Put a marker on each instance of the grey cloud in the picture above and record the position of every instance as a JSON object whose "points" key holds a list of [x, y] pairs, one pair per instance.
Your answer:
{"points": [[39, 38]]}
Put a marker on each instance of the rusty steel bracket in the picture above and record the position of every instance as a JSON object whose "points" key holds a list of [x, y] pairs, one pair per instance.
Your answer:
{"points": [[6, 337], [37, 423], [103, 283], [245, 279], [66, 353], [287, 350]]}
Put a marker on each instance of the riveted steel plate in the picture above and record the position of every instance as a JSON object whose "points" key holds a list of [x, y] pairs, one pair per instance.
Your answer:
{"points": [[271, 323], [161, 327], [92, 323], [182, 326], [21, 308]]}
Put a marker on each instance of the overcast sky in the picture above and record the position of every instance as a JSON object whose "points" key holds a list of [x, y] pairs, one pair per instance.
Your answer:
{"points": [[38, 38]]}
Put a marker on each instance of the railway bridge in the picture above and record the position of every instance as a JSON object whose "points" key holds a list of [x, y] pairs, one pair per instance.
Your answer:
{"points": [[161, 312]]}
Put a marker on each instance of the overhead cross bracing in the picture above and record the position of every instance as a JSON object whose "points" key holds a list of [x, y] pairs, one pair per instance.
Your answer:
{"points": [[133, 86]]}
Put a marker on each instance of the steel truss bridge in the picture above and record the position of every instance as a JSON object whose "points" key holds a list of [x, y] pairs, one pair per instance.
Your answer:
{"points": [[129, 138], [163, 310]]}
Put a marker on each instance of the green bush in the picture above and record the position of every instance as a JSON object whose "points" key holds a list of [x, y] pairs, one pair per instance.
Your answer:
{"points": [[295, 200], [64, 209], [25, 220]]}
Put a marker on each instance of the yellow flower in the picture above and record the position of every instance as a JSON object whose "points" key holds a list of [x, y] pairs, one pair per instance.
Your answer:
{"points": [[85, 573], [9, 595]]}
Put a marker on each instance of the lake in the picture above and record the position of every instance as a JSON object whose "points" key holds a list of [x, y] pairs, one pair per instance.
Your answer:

^^^^^^^^

> [EXERCISE] Retype every line above with nothing changed.

> [OUTPUT OF THE TASK]
Put a marker on each instance of the grey cloud in the picture above and record the position of every instance as a JSON object whose "points" key holds a list of [x, y] pairs, one pair per instance.
Your answer:
{"points": [[39, 38]]}
Put a marker on each instance of the rusty steel bracket in the picture above and record the position of every instance as a JSON object whose "points" key holds a list of [x, y] pairs, one pair per instance.
Your answer:
{"points": [[6, 337], [37, 423], [103, 283], [245, 279], [66, 353], [287, 350]]}
Put a marker on each instance of the riveted steel plate in the picture above and record the position of every instance as a JSON object whose "points" key holds a list of [x, y] pairs, one pair per instance.
Your answer:
{"points": [[271, 323], [161, 327], [92, 323], [182, 326], [21, 308]]}
Put a marker on each instance of the overcast sky in the picture above and record the position of every instance as a JSON object whose "points" key holds a list of [x, y] pairs, one pair per instance.
Your answer:
{"points": [[38, 38]]}
Put a marker on each instance of the railway bridge in the picture above and record the position of every instance as a JSON object whose "points" key holds a list of [x, y] pairs, one pair per instance.
Your answer:
{"points": [[161, 312]]}
Put a marker on each instance of the overhead cross bracing in the picture above and record the position of every instance as a JSON object whose "points" key holds a list of [x, y] pairs, one pair per instance.
Your answer:
{"points": [[133, 86]]}
Put a marker on each instance of the steel truss bridge in the picture above and record the position of every instance as a JSON object whose "points" key holds a list of [x, y] pairs, one pair per instance.
Your answer:
{"points": [[129, 138], [163, 310]]}
Put a marker on each instance of the green bush in the picture above and record the position of every instance as a JSON object whose "points" key holds a list of [x, y] pairs, one pair per instance.
Your answer:
{"points": [[295, 200], [64, 209], [25, 220]]}
Put a marker on each instance of the yellow flower in the picture above and record the position of every instance as a JSON object whose "points" key holds a list of [x, y] pairs, one pair per instance.
Your answer:
{"points": [[85, 573], [9, 595]]}
Put a marker on each instance of the lake in the picture above and record the position of every instance as a JSON object whose "points" key holds a list of [x, y] pairs, one pair per instance.
Your answer:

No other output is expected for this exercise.